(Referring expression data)

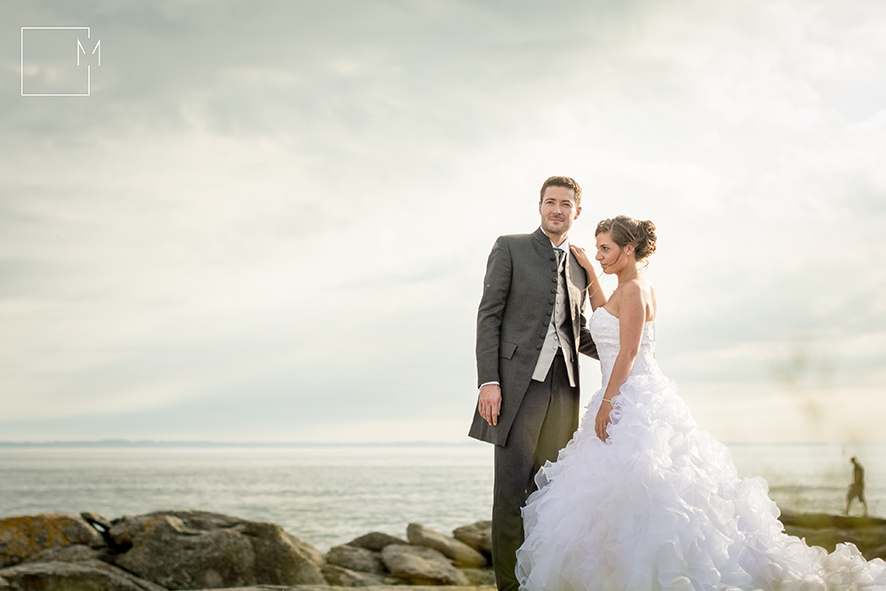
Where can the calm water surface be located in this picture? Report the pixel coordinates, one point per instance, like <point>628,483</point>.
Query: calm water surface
<point>330,495</point>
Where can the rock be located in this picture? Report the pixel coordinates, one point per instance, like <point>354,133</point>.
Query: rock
<point>819,529</point>
<point>72,553</point>
<point>419,565</point>
<point>344,577</point>
<point>281,558</point>
<point>825,520</point>
<point>376,541</point>
<point>72,576</point>
<point>203,550</point>
<point>477,535</point>
<point>354,558</point>
<point>479,577</point>
<point>23,536</point>
<point>460,553</point>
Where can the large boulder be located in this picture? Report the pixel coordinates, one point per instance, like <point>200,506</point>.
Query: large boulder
<point>460,553</point>
<point>478,536</point>
<point>354,558</point>
<point>343,577</point>
<point>21,537</point>
<point>203,550</point>
<point>419,565</point>
<point>54,575</point>
<point>480,577</point>
<point>376,541</point>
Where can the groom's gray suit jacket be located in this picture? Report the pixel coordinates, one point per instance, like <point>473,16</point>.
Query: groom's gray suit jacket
<point>519,291</point>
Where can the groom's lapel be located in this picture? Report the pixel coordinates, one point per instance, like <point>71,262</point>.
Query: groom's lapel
<point>577,282</point>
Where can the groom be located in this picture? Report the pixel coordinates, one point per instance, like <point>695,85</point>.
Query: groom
<point>530,328</point>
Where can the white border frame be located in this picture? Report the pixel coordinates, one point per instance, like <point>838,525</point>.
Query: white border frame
<point>88,73</point>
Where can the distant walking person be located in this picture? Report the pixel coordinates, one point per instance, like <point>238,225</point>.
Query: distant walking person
<point>856,489</point>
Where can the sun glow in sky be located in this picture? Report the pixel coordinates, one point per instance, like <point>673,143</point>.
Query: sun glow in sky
<point>270,221</point>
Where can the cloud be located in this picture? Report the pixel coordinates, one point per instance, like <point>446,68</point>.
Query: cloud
<point>292,206</point>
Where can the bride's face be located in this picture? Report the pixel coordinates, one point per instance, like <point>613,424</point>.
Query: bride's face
<point>610,256</point>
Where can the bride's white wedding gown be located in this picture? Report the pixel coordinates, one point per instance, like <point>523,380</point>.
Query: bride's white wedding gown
<point>659,506</point>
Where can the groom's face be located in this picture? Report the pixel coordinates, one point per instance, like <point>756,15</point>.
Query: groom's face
<point>558,210</point>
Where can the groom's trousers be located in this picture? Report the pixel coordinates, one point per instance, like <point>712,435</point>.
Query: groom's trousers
<point>545,423</point>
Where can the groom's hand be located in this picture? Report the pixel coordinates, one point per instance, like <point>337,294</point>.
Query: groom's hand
<point>489,404</point>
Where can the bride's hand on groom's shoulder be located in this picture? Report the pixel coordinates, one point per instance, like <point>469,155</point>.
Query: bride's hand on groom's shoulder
<point>582,257</point>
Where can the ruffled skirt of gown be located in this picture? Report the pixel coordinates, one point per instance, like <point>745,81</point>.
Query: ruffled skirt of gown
<point>659,506</point>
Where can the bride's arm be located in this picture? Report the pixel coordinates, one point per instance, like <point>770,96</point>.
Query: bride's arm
<point>595,293</point>
<point>631,318</point>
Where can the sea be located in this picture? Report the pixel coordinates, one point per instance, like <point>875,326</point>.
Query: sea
<point>331,494</point>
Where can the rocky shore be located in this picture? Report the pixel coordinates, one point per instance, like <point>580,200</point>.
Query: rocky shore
<point>202,550</point>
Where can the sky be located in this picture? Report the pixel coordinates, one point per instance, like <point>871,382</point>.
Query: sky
<point>269,221</point>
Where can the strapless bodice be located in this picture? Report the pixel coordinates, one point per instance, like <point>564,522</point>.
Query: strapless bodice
<point>606,334</point>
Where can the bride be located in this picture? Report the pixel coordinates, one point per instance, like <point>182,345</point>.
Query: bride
<point>642,499</point>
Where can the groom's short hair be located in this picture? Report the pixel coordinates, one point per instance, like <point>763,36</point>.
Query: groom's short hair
<point>561,181</point>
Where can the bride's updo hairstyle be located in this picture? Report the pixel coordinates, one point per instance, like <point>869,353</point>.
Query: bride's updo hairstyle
<point>625,230</point>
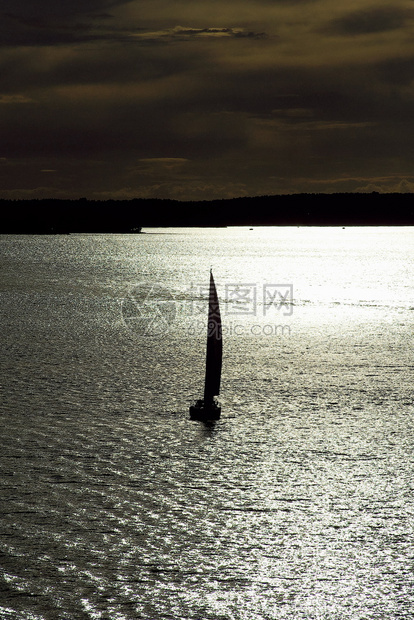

• Exercise
Print once more, exactly, the lines that start at the top of the records above and end at the line with "Where can the rock be", skipping all pictures.

• Expected output
Where can the calm water surface be located in this picture? Report the pixel coordinates, one point per instance, like <point>628,483</point>.
Query: calm water surface
<point>330,495</point>
Where can the rock be located in this picture? Report the pixel coordinates, one point per instance, like <point>354,133</point>.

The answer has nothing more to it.